(begin)
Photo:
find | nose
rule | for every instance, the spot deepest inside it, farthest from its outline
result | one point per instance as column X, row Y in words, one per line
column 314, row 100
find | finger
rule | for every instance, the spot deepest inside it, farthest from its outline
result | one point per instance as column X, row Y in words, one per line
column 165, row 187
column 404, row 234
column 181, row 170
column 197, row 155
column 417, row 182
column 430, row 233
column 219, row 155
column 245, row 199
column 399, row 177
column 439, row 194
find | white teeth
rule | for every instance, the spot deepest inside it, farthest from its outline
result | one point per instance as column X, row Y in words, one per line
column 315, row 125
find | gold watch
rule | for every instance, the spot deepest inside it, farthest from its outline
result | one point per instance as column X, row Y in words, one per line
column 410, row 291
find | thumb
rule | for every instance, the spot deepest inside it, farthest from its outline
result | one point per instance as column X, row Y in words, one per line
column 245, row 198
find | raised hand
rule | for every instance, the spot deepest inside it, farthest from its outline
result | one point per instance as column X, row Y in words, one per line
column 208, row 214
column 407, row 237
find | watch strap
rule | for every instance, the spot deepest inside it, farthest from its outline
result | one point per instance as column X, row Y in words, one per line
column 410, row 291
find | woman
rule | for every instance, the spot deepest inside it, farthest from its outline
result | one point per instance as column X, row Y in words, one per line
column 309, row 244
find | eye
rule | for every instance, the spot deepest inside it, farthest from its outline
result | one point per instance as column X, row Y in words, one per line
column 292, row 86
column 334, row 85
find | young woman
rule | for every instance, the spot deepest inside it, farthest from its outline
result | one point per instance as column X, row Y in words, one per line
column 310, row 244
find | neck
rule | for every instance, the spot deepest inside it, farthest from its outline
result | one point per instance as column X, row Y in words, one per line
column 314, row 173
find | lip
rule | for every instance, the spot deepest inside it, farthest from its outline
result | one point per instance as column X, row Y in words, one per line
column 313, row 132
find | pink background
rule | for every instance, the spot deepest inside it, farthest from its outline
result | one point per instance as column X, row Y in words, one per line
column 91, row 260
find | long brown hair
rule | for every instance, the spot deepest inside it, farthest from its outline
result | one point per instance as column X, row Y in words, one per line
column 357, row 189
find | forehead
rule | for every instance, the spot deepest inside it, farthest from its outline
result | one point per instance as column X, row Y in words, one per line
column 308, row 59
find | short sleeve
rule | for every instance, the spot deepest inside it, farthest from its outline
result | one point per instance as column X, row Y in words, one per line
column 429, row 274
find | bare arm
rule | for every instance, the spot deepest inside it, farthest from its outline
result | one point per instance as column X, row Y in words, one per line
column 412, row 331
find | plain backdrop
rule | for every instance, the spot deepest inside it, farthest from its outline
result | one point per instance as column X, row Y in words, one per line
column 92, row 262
(end)
Given instruction – Reproduce, word for word, the lines of the listing above from the line holding "find | plain backdrop" through the end of the listing, both ends included.

Task answer –
find | plain backdrop
rule | for every instance, the spot deepest inside it, farthest from its outline
result | one point per instance as column X, row Y in words, one per line
column 92, row 262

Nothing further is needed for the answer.